Qui joue avec notre cerveau ?

Autrice : Patricia Ventura

Notre compréhension de la santé mentale repose encore trop souvent sur une approche biomédicale, centrée sur les gènes et les médicaments. Pourtant, les facteurs sociaux, émotionnels et environnementaux jouent un rôle déterminant. Et si nous repensions la santé mentale comme une question de justice sociale et de dignité humaine ?

Santé mentale : bien plus qu'une affaire de gènes

La santé mentale est souvent abordée sous l’angle de la génétique ou des déséquilibres chimiques. Pourtant, des études montrent que ce ne sont pas les seuls, ni même les principaux, facteurs en jeu. Les enfants exposés à la pauvreté, aux abus ou à la discrimination ont un risque nettement accru de développer des troubles psychiques à l’âge adulte. Comme le souligne le psychologue Richard Bentall, « la preuve d’un lien entre un passé douloureux et un trouble psychiatrique est aussi forte que celle entre tabac et cancer du poumon ».

Quand la souffrance humaine devient une pathologie

L’approche biomédicale dominante a tendance à diagnostiquer comme maladies des réactions pourtant normales à des situations difficiles. Une personne qui traverse un divorce, un licenciement ou un deuil peut vivre de l’anxiété ou de la tristesse. Cela ne signifie pas nécessairement qu’elle souffre d’un trouble mental.

Le problème, c’est que ce modèle privilégie le traitement médicamenteux, souvent au détriment de la prévention ou de l’accompagnement humain. Or, si certains trouvent un soulagement grâce aux médicaments, d’autres en subissent des effets secondaires handicapants — sans que cela ne traite les racines profondes de leur mal-être.

▶ **OBJECTIF**
Traduisez en anglais cette phrase du texte sur la santé mentale : « Une personne qui traverse un divorce, un licenciement ou un deuil peut vivre de l’anxiété ou de la tristesse. »

▶ **DONNÉES COLLECTÉES**
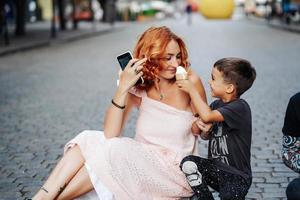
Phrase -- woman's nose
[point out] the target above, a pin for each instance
(174, 62)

▶ **CORRIGÉ**
A person going through a divorce, a layoff, or a bereavement may experience anxiety or sadness.